[Start of Supplied information]

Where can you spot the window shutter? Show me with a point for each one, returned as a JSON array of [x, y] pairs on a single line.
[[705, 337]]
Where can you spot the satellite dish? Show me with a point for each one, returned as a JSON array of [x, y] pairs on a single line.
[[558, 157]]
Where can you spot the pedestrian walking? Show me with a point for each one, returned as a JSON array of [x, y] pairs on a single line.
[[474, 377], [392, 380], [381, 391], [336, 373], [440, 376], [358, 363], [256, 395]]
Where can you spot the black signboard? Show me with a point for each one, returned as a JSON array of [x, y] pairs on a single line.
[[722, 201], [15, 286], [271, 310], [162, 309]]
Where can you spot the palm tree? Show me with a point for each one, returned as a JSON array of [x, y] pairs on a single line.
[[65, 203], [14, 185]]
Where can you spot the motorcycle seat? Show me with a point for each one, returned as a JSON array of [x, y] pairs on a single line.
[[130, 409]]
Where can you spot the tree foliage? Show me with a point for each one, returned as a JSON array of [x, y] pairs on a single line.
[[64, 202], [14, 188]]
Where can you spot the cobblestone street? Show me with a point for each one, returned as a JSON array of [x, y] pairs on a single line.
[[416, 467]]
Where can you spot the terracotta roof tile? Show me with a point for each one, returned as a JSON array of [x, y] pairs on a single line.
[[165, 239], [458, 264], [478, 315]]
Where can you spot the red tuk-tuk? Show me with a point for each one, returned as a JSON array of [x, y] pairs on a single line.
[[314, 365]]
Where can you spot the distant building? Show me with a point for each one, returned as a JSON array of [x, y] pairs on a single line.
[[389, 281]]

[End of Supplied information]
[Start of Supplied information]

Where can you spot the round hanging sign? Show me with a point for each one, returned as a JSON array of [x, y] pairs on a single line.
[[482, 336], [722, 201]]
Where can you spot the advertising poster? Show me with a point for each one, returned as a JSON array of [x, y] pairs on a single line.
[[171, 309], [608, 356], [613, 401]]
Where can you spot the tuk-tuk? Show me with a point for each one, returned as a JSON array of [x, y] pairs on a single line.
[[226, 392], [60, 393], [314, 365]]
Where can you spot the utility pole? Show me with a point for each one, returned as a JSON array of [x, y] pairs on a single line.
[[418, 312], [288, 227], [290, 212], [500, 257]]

[End of Supplied information]

Pick out each line of the entries above that contains the word "poster", and copy it in full.

> **Answer for the task**
Where can you spot the advertising poster? Show me with a point for each one, returned as a JSON array of [x, y] pairs on a single line.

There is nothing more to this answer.